課題 —
(1) 清河八郎の紹介文によると、清河神社が建立されたのは何年ですか。
(2) 清河八郎の紹介文のうち、「その後は尊皇攘夷思想を次第に強め、」を含む語句で始まり「真の目的は攘夷の先鋒となる事であると力説。」で終わる部分を、「壬生村」を「壬生」に差し替えて書き換えてください。

提供テキスト —

清川の御殿林の傍に清河神社があります。
「清河神社」。
清河八郎が明治41年に正四位を贈られた際、
地元有志らによって神社建立の動きがあり、
その後の昭和8年に建立された神社。
清河八郎を祭神としています。
「回天倡始清河八郎先生」像。
鳥居の傍にある清河八郎の座像で、
鶴岡出身の彫刻家小林誠義が制作したもの。
清川村の酒造業齋藤豪寿の子として生まれ、
幼少期に藤本鉄石に出会い感銘を受けたという。
江戸に出て東条一堂や安積艮斎に学び、
昌平坂学問所にも学んだ他、
北辰一刀流玄武館で剣術を磨き、
清河塾を開いて学問と剣術を教えています。
その後は尊皇攘夷思想を次第に強め、
虎尾の会を結成してその盟主となっていますが、
町人を無礼討ちしたことで追われる身となり、
ほとぼりが冷めるまで諸国を巡りました。
政事総裁職の松平春嶽に急務三策を上申し、
将軍上洛警護の為に浪士組の結成を発案。
これが許可されて浪士組が結成されて、
清河は浪士取締役のひとりとなり、
これを率いて京都に向かい壬生村に到着します。
しかし清河は浪士達の前で大演説を行い、
真の目的は攘夷の先鋒となる事であると力説。
浪士らの大半は反論なく従う事になり、
驚いた他の取締役が幕府に報告した為、
清河と浪士組は江戸に戻されました。
幕府は清河を危険人物とみなし、
幕臣で剣客の佐々木只三郎らに清河暗殺を指示。
清河は麻布赤羽橋で殺されました。
御殿林の脇に4つの石碑が並んでいます。
「蜩の二十五年も昔かな」句碑。
明治26年に御殿林に立ち寄った正岡子規は、
そこが戦場であった事を聞き句を詠みました。

座標注釈記録
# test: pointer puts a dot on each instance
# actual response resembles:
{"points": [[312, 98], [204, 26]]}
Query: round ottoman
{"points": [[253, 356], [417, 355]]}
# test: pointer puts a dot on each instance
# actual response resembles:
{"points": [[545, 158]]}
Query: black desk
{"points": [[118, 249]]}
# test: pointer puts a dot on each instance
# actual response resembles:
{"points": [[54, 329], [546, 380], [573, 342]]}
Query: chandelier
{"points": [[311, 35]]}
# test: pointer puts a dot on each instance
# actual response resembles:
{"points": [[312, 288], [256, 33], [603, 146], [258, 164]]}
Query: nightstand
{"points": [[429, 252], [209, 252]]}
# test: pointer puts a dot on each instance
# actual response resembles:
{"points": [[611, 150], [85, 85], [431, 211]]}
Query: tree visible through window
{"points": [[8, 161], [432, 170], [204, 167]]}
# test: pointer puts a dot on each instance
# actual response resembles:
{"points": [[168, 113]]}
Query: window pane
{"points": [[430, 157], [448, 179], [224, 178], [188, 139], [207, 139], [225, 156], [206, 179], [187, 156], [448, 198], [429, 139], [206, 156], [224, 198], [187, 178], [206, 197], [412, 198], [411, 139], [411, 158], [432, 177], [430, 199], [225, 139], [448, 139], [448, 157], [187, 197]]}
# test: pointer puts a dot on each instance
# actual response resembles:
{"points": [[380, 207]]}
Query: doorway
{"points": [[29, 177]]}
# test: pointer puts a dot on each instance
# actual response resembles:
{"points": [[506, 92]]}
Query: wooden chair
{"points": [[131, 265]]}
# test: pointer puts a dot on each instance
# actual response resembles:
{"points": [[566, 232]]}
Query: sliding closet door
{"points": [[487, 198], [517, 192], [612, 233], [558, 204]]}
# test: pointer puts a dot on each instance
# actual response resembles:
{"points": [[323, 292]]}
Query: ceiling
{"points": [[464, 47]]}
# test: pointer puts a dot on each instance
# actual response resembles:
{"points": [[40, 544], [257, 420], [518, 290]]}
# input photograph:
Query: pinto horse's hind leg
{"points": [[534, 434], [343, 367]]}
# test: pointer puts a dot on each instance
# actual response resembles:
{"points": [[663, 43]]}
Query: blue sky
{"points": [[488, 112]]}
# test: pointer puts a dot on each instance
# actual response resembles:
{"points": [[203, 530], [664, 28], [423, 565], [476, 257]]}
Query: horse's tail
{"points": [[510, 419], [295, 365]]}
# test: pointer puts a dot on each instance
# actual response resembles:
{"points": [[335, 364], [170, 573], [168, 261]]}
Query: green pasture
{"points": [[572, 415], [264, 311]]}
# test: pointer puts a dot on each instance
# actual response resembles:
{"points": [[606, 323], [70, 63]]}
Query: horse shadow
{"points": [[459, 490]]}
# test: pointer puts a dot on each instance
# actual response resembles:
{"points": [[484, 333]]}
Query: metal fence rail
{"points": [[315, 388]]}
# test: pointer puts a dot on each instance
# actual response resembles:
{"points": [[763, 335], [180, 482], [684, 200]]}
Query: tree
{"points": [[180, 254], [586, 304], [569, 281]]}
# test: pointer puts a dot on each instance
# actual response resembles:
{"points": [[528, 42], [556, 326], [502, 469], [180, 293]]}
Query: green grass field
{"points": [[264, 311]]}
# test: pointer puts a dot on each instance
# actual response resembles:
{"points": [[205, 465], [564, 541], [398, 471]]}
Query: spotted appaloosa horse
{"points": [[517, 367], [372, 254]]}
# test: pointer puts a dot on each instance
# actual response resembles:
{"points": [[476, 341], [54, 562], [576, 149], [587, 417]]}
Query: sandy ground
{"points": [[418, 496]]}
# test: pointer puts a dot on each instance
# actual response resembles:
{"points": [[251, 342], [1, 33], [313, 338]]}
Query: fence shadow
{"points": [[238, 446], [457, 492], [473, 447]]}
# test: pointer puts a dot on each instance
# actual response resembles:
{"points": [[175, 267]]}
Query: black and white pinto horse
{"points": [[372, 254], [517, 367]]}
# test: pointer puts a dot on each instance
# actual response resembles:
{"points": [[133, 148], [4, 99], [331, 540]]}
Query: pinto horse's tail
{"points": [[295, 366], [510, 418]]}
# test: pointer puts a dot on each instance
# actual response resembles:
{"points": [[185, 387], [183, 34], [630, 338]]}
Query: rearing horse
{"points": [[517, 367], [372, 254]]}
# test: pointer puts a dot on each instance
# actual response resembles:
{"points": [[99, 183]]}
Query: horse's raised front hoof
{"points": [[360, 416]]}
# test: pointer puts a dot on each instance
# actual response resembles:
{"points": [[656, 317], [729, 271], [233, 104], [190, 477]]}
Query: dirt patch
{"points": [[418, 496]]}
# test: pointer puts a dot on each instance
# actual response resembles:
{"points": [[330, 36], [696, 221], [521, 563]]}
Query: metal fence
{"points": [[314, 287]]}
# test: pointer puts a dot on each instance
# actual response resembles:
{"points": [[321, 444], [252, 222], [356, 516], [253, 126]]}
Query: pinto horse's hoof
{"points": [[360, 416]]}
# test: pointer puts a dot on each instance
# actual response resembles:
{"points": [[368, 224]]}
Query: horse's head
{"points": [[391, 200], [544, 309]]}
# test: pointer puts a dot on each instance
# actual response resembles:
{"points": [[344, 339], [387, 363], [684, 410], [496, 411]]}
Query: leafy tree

解答 —
(1) 昭和8年。

(2)
その後は尊皇攘夷思想を次第に強め、
虎尾の会を結成してその盟主となっていますが、
町人を無礼討ちしたことで追われる身となり、
ほとぼりが冷めるまで諸国を巡りました。
政事総裁職の松平春嶽に急務三策を上申し、
将軍上洛警護の為に浪士組の結成を発案。
これが許可されて浪士組が結成されて、
清河は浪士取締役のひとりとなり、
これを率いて京都に向かい壬生に到着します。
しかし清河は浪士達の前で大演説を行い、
真の目的は攘夷の先鋒となる事であると力説。